Slice of Life Tuesday: Silent Conversations, Redux

There I was, waiting for my students. We had thirty minutes for our Friday lesson, down to twenty-five after a long-running assembly. Down to twenty so kids could prepare for a half-day early dismissal.

Not much time.

Still, I wanted the lesson to be a reflection on their allegorical picture book reading. I thought through ways we might review the work different groups had done: class discussion? Rotate around with conversation at each poster? With fifteen kids already hyped up from an assembly and antsy for an early bell, I wasn’t so sure those talks would go smoothly. (Why hello, Understatement. How have you been?)

Cue the silent conversation. It’s one of my very, very favorite strategies. Basically, there are posters / prompts all around the room. Kids each get a pen and they circulate, writing responses, questions and comments. We visit and revisit posters, creating and responding to others’ thoughts as we see fit. Only rule? No talking at all. Every shared word comes out through our writing utensils. (Psst…got some quieter kids? This one is GREAT for folks who have a tough time getting words in edgewise. It also forces more verbal kiddos to consider and reflect before responding…)

I hadn’t done silent conversations, really, since before COVID. And boy oh boy did I miss them! These kids had never done them with me, and their energy and enthusiasm was through the roof! By the end of our time together, they were disappointed they couldn’t spend longer, and eager for the next time we could engage together.

**Data for review:**
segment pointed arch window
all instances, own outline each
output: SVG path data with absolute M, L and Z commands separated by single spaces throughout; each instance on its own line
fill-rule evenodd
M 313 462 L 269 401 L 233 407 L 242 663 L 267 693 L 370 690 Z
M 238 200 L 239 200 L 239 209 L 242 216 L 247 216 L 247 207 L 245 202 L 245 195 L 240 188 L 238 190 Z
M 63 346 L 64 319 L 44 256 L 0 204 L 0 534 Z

**Problem details:** Turn the paragraph beginning "Cue the silent conversation" in the classroom blog post into a short bulleted list that keeps its main facts. The data is not needed for this work.

**Answer space:**
- Silent conversation is one of the writer's favorite strategies.
- Posters or prompts are placed around the room.
- Each student gets a pen and circulates, writing responses, questions, and comments.
- Students visit and revisit the posters, adding their own thoughts and responding to others'.
- The only rule is no talking. Everything is shared in writing.
- It works well for quieter students who struggle to get a word in, and it makes more talkative students reflect before responding.